──────── GIVEN DATA

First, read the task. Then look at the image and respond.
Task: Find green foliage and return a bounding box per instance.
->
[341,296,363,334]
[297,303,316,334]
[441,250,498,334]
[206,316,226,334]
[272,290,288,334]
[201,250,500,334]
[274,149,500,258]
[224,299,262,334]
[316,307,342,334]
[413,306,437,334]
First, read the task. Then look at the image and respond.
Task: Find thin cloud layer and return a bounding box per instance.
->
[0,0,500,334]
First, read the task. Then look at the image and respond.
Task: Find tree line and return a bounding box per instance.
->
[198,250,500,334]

────────────────

| SHORT EXERCISE |
Please copy every one of the records above line for line, keeping each character unchanged.

| SOLUTION TO THE PROBLEM |
First, read the task. Then look at the image and respond.
Task: Find green foliage and return a bounding box per instance.
->
[341,296,363,334]
[297,303,316,334]
[441,250,498,334]
[206,316,226,334]
[272,290,288,334]
[201,250,500,334]
[274,149,500,258]
[224,299,262,334]
[316,307,342,334]
[413,306,437,334]
First, read the task. Then look at the image and respond.
Task: Find thin cloud layer and return a bounding box per instance.
->
[0,0,500,334]
First, read the task. Then look at the image and respond.
Task: Find tree line and return a bounding box per instance.
->
[198,250,500,334]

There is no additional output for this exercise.